§ Task to carry out: Print out each entry below exactly, please.

§ Dataset records about object locations:
+++
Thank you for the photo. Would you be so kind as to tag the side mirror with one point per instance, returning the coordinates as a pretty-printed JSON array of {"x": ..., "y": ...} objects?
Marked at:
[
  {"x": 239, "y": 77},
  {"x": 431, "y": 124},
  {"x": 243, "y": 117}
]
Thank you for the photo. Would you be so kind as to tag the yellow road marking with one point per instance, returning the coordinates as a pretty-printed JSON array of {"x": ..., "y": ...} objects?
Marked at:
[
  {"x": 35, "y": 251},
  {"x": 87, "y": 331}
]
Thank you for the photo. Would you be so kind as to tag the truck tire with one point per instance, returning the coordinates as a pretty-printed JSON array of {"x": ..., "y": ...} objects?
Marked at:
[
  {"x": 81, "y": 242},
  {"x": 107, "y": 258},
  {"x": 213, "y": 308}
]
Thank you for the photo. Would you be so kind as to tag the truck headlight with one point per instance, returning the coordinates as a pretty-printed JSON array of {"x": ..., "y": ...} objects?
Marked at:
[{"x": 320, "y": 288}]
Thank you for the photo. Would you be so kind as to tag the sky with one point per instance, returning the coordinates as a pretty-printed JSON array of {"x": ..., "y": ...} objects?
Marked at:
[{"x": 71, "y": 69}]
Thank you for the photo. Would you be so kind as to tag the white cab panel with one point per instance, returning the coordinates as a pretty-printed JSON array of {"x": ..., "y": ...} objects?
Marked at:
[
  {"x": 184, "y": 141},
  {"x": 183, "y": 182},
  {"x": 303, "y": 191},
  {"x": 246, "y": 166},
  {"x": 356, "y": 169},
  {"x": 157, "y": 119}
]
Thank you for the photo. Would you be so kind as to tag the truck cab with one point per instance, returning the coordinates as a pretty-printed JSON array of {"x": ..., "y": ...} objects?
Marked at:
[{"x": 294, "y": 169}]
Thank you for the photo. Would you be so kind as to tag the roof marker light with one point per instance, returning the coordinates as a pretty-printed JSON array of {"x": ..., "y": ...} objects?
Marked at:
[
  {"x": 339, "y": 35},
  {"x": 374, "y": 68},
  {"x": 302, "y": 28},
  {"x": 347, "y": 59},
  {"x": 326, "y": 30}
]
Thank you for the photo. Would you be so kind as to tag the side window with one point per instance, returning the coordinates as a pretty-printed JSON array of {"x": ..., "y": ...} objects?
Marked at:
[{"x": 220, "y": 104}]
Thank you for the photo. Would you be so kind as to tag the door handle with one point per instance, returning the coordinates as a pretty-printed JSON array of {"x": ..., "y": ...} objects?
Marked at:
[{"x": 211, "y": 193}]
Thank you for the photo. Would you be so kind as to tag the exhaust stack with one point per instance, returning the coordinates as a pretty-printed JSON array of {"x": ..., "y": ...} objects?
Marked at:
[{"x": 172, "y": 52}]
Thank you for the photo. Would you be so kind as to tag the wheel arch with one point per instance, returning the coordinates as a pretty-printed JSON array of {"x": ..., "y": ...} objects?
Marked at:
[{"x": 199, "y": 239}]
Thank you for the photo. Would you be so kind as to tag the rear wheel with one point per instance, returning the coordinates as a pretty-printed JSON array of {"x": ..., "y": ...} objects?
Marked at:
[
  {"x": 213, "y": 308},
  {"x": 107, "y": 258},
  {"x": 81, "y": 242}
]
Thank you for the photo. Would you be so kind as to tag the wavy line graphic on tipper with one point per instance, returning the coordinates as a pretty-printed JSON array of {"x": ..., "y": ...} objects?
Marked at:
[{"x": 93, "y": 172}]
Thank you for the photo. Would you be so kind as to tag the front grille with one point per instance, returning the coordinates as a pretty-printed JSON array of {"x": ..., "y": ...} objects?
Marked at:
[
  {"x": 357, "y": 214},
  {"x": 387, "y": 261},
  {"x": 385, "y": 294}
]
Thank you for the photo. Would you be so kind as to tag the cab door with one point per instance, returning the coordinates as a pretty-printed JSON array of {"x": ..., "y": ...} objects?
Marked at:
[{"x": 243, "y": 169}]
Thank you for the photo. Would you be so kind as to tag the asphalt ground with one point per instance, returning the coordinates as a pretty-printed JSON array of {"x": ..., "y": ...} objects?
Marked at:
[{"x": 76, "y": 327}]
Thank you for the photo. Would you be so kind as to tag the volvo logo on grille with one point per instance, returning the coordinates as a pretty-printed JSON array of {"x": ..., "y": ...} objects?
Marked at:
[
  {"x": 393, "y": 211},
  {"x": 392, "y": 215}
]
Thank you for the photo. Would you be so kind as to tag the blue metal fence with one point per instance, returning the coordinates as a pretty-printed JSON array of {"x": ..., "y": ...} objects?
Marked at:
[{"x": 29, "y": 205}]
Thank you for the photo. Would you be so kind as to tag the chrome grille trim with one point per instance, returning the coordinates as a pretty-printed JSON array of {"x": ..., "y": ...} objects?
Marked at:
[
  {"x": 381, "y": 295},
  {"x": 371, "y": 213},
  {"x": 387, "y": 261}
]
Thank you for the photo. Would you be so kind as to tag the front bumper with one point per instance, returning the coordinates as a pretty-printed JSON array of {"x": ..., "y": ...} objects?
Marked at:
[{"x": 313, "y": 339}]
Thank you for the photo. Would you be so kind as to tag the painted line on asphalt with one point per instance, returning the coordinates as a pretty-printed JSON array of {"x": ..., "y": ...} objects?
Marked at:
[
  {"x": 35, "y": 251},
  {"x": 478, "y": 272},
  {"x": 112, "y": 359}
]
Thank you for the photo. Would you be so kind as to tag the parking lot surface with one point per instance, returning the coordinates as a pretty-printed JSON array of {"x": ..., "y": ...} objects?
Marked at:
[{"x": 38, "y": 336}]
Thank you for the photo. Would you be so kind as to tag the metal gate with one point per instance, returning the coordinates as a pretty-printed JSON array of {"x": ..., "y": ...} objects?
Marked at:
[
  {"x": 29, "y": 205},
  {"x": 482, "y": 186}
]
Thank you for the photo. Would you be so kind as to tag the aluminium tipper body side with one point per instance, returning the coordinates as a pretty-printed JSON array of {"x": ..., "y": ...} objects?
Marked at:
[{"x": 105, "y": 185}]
+++
§ Complete answer:
Thank you for the photo. Would you be so kind as to tag the side mirror with one point per instance, returning the coordinates as a pretty-printed JSON array of {"x": ..., "y": ...} objects?
Marked at:
[
  {"x": 239, "y": 77},
  {"x": 431, "y": 124},
  {"x": 243, "y": 117}
]
Thank you for the photo. Would you be so kind as to tag the yellow road marking with one point per instance, returning the coordinates as a pretty-printed JSON array of {"x": ..., "y": ...} objects?
Marked at:
[
  {"x": 35, "y": 251},
  {"x": 87, "y": 331}
]
Thank you for the photo. Would you be so kind as to tag the truck tire with one point per instance, returning the coordinates as a pretty-printed JSON array of {"x": ..., "y": ...} objects?
Marked at:
[
  {"x": 81, "y": 242},
  {"x": 107, "y": 258},
  {"x": 213, "y": 308}
]
Thank you for the photo. Would you be so kind as to tag the truck headlight with one point per instance, returning the coordinates as a pretty-printed JSON array of {"x": ..., "y": ...} objects?
Marked at:
[{"x": 320, "y": 288}]
Thank you for the photo. Would you be so kind as to tag the sky with one point per instance, returning the coordinates as a pretty-printed JSON array of {"x": ..., "y": ...} objects?
Marked at:
[{"x": 71, "y": 69}]
Thank you for the photo. Would you be so kind as to tag the white cab panel with one point per instance, returning the coordinates as a pretty-printed JSON array of {"x": ..., "y": ...} objects?
Marked at:
[
  {"x": 184, "y": 141},
  {"x": 183, "y": 182},
  {"x": 303, "y": 191},
  {"x": 246, "y": 166},
  {"x": 356, "y": 169},
  {"x": 157, "y": 119}
]
Thank you for the photo. Would you be so kind as to tag the truck cab with one point per instance, returning the coordinates as a pretty-printed JSON array of {"x": ..., "y": ...} objects?
Marked at:
[{"x": 294, "y": 169}]
Thank you for the photo. Would you be so kind as to tag the roof marker light with one point per instance, returning the coordinates as a pretty-printed JSON array of {"x": ..., "y": ...} objects?
Marked at:
[
  {"x": 339, "y": 35},
  {"x": 374, "y": 68},
  {"x": 302, "y": 28},
  {"x": 347, "y": 59},
  {"x": 326, "y": 30}
]
Thank you for the photo. Would you be so kind as to tag the side window with one point per instance, returning the coordinates as a pretty-printed JSON array of {"x": ..., "y": ...} objects?
Marked at:
[{"x": 220, "y": 104}]
Thank you for the photo. Would you be so kind as to tag the door handle with one point per instance, returning the coordinates as a pretty-printed JSON array of {"x": ..., "y": ...} objects?
Marked at:
[{"x": 211, "y": 193}]
Thank you for the photo. Would you be so kind as to tag the exhaust stack with one point per instance, returning the coordinates as a pretty-printed JSON array of {"x": ..., "y": ...} objects?
Marked at:
[{"x": 172, "y": 52}]
Thank you for the photo. Would you be so kind as to tag the wheel arch with one point per instance, returning the coordinates as a pretty-printed JSON array of {"x": ..., "y": ...} objects?
Marked at:
[{"x": 199, "y": 239}]
Thank you for the photo. Would you be so kind as to tag the rear wheel with one point per instance, returning the coordinates as a pretty-printed JSON array of {"x": ..., "y": ...} objects?
Marked at:
[
  {"x": 213, "y": 308},
  {"x": 107, "y": 258},
  {"x": 81, "y": 242}
]
Thank you for the photo. Would you be so kind as to tag the wavy line graphic on tipper with one point per instance, returning the coordinates as a pretty-printed JSON array of {"x": ..., "y": ...} objects?
Marked at:
[{"x": 93, "y": 172}]
Thank you for the photo. Would you be so kind as to tag the front grille with one point per instance, returning the coordinates as a pretty-printed JSON array of {"x": ..., "y": ...} objects?
Marked at:
[
  {"x": 357, "y": 214},
  {"x": 387, "y": 261},
  {"x": 385, "y": 294}
]
Thank you for the photo. Would you be so kind as to tag the cab door with one point per instance, returning the coordinates as a pretty-printed JSON array of {"x": ..., "y": ...} objects?
Marked at:
[{"x": 243, "y": 169}]
Thank you for the photo. Would you be so kind as to tag the asphalt ground with one point per instance, returning the coordinates as a pretty-printed JSON array of {"x": ..., "y": ...} objects?
Marked at:
[{"x": 76, "y": 327}]
Thank you for the photo. Would you be so kind as to tag the volvo logo on grille with one point per instance, returning the coordinates as a pretty-printed JSON array of {"x": ..., "y": ...} objects?
Marked at:
[
  {"x": 393, "y": 211},
  {"x": 392, "y": 215}
]
Thank you for the photo. Would you be so kind as to tag the blue metal fence with one point per instance, returning the coordinates as a pretty-printed JSON array of {"x": ..., "y": ...} objects?
Marked at:
[{"x": 29, "y": 205}]
Thank you for the photo. Would you be so kind as to tag the chrome grille trim with one point per instance, returning the coordinates as a pretty-printed JSON array of {"x": ..., "y": ...} objects?
Marked at:
[
  {"x": 381, "y": 295},
  {"x": 371, "y": 213},
  {"x": 387, "y": 261}
]
Thank you for the photo. Would you be so kind as to tag the front bumper with one point per instance, returning the coordinates as a pretty-printed JSON array of {"x": ..., "y": ...} objects?
Marked at:
[{"x": 313, "y": 339}]
Thank you for the photo. Would you be so kind as to tag the painted line on asphalt with one point per instance, returning the coordinates as a pretty-printed JSON array of {"x": ..., "y": ...} objects?
Marked at:
[
  {"x": 35, "y": 251},
  {"x": 478, "y": 272},
  {"x": 112, "y": 359}
]
Thank you for the photo. Would you be so kind as to tag the parking lot surface with one point per instance, returning the coordinates as a pretty-printed JSON array of {"x": ..., "y": ...} objects?
Marked at:
[{"x": 38, "y": 336}]
Thank you for the photo. Would you be so kind as to tag the metal gate with one point per instance, returning the coordinates as a pretty-printed JSON array of {"x": ..., "y": ...} objects?
Marked at:
[
  {"x": 29, "y": 205},
  {"x": 482, "y": 186}
]
Thank you for the photo. Would you be so kind as to tag the aluminium tipper body side with one point per instance, returning the coordinates as a pretty-printed JSON array of {"x": ..., "y": ...} objects?
Marked at:
[{"x": 105, "y": 185}]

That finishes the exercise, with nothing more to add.